◆ Data in this exercise:
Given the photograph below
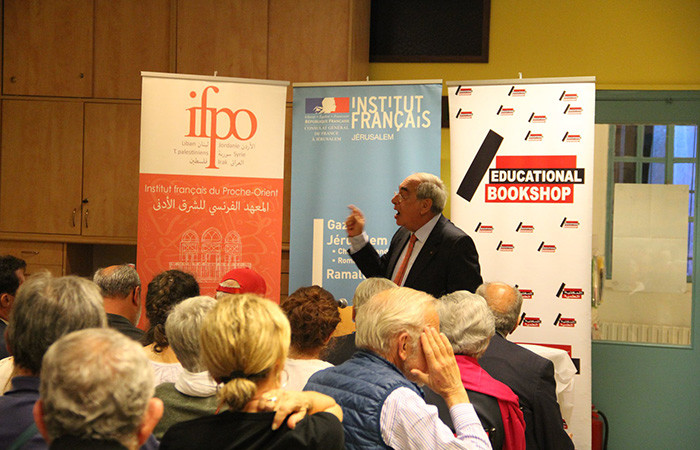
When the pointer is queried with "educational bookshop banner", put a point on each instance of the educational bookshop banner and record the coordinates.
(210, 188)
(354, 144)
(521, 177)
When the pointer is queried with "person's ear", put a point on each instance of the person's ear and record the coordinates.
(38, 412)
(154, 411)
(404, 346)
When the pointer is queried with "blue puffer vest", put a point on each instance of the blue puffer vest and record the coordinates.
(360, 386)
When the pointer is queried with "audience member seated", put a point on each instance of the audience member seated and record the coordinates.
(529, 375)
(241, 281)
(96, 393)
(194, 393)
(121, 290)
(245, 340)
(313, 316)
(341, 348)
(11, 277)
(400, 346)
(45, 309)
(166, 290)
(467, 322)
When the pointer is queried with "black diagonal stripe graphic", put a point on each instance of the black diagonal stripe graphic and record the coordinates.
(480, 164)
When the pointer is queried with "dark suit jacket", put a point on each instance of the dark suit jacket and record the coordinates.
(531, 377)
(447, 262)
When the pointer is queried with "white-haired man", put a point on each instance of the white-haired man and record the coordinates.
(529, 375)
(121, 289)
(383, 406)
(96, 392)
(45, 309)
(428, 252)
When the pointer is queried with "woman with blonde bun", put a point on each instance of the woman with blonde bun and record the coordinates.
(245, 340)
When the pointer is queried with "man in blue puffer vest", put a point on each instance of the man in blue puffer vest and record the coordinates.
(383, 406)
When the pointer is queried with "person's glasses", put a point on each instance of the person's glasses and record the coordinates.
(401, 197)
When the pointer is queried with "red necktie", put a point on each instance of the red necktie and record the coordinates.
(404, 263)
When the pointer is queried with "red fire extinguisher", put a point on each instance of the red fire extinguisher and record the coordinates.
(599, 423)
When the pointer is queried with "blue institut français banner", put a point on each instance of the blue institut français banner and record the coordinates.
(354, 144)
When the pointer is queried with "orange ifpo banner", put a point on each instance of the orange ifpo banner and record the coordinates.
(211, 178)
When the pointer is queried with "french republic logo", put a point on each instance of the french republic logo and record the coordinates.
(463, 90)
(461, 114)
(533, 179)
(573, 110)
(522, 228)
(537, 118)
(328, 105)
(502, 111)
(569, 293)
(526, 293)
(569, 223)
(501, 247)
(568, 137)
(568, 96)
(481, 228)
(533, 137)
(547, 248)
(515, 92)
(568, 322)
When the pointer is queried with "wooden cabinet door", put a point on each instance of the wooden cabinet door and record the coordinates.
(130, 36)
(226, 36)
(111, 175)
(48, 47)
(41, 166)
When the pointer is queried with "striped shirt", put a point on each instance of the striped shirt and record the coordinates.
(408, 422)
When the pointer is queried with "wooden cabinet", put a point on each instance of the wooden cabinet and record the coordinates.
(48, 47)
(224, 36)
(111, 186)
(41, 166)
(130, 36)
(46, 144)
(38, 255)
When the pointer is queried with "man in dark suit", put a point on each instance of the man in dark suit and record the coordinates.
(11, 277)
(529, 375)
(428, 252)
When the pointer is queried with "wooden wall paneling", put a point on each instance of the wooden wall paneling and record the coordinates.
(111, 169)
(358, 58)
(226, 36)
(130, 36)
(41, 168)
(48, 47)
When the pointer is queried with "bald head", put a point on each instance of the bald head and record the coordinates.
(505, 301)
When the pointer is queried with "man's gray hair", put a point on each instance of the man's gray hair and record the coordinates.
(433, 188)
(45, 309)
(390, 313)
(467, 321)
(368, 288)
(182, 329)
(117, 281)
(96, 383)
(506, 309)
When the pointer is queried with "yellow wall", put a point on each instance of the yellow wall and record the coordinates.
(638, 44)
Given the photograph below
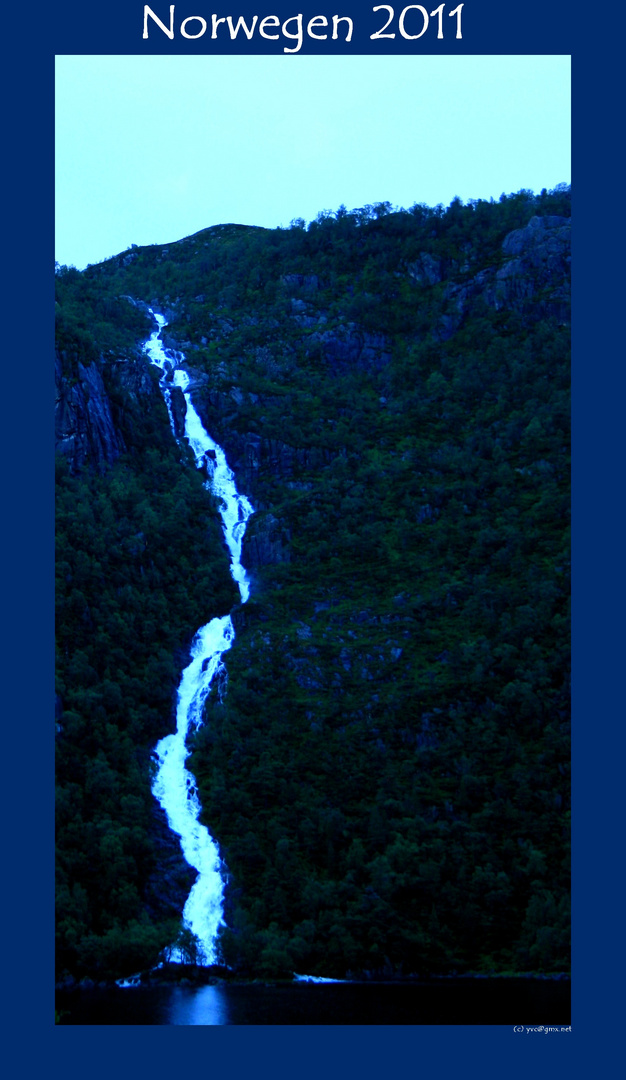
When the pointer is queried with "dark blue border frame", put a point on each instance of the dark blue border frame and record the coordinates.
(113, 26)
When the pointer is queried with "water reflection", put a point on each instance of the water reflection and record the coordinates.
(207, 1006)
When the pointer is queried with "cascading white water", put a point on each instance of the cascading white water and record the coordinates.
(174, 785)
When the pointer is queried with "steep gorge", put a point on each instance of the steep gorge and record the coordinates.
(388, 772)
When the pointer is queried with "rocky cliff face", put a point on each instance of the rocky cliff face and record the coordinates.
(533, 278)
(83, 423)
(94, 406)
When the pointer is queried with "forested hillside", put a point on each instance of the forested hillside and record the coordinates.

◆ Aim of the task:
Recast all the rows above as a JSON list of strings, one string for each line, with blank lines and the pictures left out.

◆ Output for this task:
[
  "Given the photograph below",
  "When the pointer is queried with \"educational bookshop banner\", put a point on each instance of the educational bookshop banner and record the coordinates.",
  "(210, 188)",
  "(354, 144)",
  "(521, 177)",
  "When the pointer is queried with \"person's ear\", put a point on each instance of the person's ear and record the coordinates.",
  "(38, 412)",
  "(154, 411)",
  "(404, 346)",
  "When the pointer is queried with \"blue puffer vest\", put a point on each instance of the blue puffer vest and record the coordinates.",
  "(360, 386)",
  "When the pointer is queried with \"audience member seated\", put a point on each instance of the audience member seated and record the coordinates.",
  "(529, 375)",
  "(241, 281)",
  "(96, 393)",
  "(194, 393)",
  "(121, 290)",
  "(245, 340)",
  "(313, 316)",
  "(341, 348)",
  "(11, 277)",
  "(400, 346)",
  "(45, 309)",
  "(166, 290)",
  "(467, 322)",
  "When the pointer is queried with \"black diagonal stripe graphic\", put a point on each instance of the black diagonal stripe graphic and record the coordinates.",
  "(480, 164)",
  "When the pointer is queried with \"dark suit jacket\", put a point on each instance of the dark suit jacket and record the coordinates.",
  "(531, 377)",
  "(447, 262)",
  "When the pointer is queried with \"white-haired man\", put a point on each instance of the white-haired man and record the coordinates.",
  "(529, 375)",
  "(121, 289)",
  "(383, 406)",
  "(96, 392)",
  "(45, 309)",
  "(428, 252)",
  "When the pointer is queried with \"woman with blonde bun\", put a point on each instance of the woman with blonde bun and record the coordinates.",
  "(245, 340)",
  "When the pointer is queried with \"man in blue puffer vest\", put a point on each instance of the man in blue puffer vest and record the coordinates.",
  "(383, 406)",
  "When the pointer is queried with \"person's glasses\", put a point on each instance of the person's glasses and record the coordinates.",
  "(401, 197)",
  "When the pointer is queried with \"red necktie\", put a point on each instance of the red necktie and record the coordinates.",
  "(404, 263)",
  "When the pointer is queried with \"red fire extinguisher\", put a point on each instance of the red fire extinguisher and record the coordinates.",
  "(599, 423)",
  "When the pointer is queried with \"blue institut français banner\", put a point on each instance of the blue institut français banner and record the coordinates.",
  "(354, 144)",
  "When the pointer is queried with \"orange ifpo banner\", put a point on each instance of the orange ifpo banner and record the coordinates.",
  "(211, 178)",
  "When the pointer is queried with \"french republic logo\", put a point on each instance of the french republic logo and record the coordinates.",
  "(463, 90)",
  "(461, 114)",
  "(533, 179)",
  "(573, 110)",
  "(522, 228)",
  "(537, 118)",
  "(328, 105)",
  "(502, 111)",
  "(569, 293)",
  "(526, 293)",
  "(569, 223)",
  "(501, 247)",
  "(568, 137)",
  "(568, 96)",
  "(481, 228)",
  "(533, 137)",
  "(547, 248)",
  "(515, 92)",
  "(568, 322)",
  "When the pointer is queried with \"wooden cabinet door\", put a point on each instance of the wooden cabinet door and record the coordinates.",
  "(130, 36)",
  "(226, 36)",
  "(111, 175)",
  "(48, 47)",
  "(41, 166)",
  "When the pointer is queried with \"striped shirt\", put a point on each instance of the striped shirt and record the coordinates.",
  "(408, 422)",
  "When the pointer is queried with \"wooden cabinet\", put a point on each instance of the wooden cabinet and record the coordinates.",
  "(48, 47)",
  "(224, 36)",
  "(111, 186)",
  "(41, 166)",
  "(130, 36)",
  "(46, 144)",
  "(38, 255)",
  "When the pointer is queried with \"man in dark suit\", put a point on each instance of the man in dark suit and record the coordinates.",
  "(11, 277)",
  "(529, 375)",
  "(428, 252)",
  "When the pointer is queried with \"wooden wall paneling\", put a point on each instance of the wooden wall paneling and record the coordinates.",
  "(111, 169)",
  "(358, 58)",
  "(226, 36)",
  "(130, 36)",
  "(41, 168)",
  "(48, 47)",
  "When the pointer is queried with \"bald head\", put a point on each instance of the bald head and record the coordinates.",
  "(505, 301)",
  "When the pointer is queried with \"man's gray hair\", put a point on each instance of the man's gray hair and record the coordinates.",
  "(433, 188)",
  "(45, 309)",
  "(390, 313)",
  "(467, 321)",
  "(368, 288)",
  "(182, 329)",
  "(117, 281)",
  "(96, 383)",
  "(506, 309)",
  "When the pointer is queried with \"yellow wall\", put a point on each instance of the yellow wall and record the coordinates.",
  "(638, 44)",
  "Given the photograph below",
  "When the pointer is queried with \"dark blue border frame\", put a point on each instance of the dark blue border frame and record the coordinates.",
  "(113, 26)",
  "When the pointer is queried with \"water reflection\", put a point on each instance of the water reflection and record the coordinates.",
  "(207, 1006)",
  "When the pointer is queried with \"cascading white water\", put a point on each instance of the cascading white water and record the coordinates.",
  "(174, 785)",
  "When the pointer is queried with \"steep gorge\", put a point on each instance of the steep gorge and record the coordinates.",
  "(388, 772)",
  "When the pointer is queried with \"rocky cliff face\", put a point on each instance of the rocky cliff face and record the coordinates.",
  "(533, 278)",
  "(83, 423)",
  "(94, 406)",
  "When the pointer is queried with \"forested hillside\", put a point on each instance of the forested hillside and record the coordinates."
]